Entries supplied
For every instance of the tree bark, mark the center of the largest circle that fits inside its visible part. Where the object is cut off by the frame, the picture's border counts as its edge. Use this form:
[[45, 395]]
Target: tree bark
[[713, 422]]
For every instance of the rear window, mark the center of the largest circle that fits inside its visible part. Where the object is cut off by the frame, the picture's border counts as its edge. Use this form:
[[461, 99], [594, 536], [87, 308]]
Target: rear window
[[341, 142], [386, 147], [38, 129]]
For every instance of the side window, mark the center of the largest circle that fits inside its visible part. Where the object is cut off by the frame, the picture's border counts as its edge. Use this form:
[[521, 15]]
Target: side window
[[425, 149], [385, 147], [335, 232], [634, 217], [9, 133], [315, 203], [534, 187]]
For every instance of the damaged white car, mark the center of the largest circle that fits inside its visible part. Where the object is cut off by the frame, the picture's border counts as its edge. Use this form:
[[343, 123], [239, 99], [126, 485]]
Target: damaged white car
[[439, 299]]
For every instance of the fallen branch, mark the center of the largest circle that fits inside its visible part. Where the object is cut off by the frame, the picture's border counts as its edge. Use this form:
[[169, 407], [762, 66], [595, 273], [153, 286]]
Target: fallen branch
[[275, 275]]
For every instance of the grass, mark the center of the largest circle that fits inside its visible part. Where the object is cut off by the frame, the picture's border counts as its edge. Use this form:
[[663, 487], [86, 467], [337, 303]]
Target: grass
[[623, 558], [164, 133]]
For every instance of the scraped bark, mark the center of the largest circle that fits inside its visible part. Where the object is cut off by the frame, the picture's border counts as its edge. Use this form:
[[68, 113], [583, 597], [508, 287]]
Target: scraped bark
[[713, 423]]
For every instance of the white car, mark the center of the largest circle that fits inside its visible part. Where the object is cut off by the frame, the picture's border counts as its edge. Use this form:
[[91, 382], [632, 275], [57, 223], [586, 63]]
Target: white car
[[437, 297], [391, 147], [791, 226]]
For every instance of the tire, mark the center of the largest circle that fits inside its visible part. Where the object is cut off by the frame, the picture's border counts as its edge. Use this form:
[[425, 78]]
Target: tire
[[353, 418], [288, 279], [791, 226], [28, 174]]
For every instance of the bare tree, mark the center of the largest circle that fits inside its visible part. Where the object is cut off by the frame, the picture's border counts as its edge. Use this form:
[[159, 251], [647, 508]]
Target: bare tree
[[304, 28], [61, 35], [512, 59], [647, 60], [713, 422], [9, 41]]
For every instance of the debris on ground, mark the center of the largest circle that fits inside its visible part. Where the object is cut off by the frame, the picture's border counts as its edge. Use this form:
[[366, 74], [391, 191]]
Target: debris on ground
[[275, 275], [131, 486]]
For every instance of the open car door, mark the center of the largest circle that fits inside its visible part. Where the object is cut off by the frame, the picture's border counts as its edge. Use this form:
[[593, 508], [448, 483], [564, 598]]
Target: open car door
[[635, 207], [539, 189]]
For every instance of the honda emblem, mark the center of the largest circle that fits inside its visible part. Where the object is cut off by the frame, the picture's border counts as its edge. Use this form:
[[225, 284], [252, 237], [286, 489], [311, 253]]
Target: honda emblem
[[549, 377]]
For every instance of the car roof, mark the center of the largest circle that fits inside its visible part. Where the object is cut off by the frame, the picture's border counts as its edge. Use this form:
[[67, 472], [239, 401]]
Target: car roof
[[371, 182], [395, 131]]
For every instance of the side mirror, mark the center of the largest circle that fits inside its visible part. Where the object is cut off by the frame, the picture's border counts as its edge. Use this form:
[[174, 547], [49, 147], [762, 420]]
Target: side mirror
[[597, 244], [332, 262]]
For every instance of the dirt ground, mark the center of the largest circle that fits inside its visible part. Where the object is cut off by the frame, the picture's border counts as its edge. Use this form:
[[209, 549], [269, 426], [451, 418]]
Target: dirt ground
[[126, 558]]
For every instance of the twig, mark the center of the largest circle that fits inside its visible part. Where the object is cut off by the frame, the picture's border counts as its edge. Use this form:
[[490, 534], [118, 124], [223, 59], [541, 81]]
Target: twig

The task
Rewrite the data starting at the line containing "For every instance of the tire, mark" and ending at the line containing "[[275, 275], [131, 486]]", replacing "bare tree" with "leafless tree" and leaving everything else unchanged.

Response
For every instance of the tire, mark the center of the largest circle that fits inside its visible part. Where the object is cut off by the frame, the picture's border counts as its edge. Use this form:
[[425, 78]]
Target: tire
[[353, 418], [288, 279], [791, 226], [28, 174]]
For every instance of the leafless tree, mark the center of the largest circle that fits inside its visible part. Where the object is cut off by the frame, the picture's border counts as its edge. Use this form:
[[159, 251], [647, 508]]
Target: leafless tree
[[304, 28], [61, 35], [512, 59], [647, 60], [713, 422], [9, 41]]
For every instance of the debris on ground, mark the center of the largest circle that fits inside its visible part. Where the object is cut off by the frame, the picture's border counts as its edge. Use this form:
[[366, 74], [391, 191]]
Target: debris on ground
[[275, 275], [131, 486]]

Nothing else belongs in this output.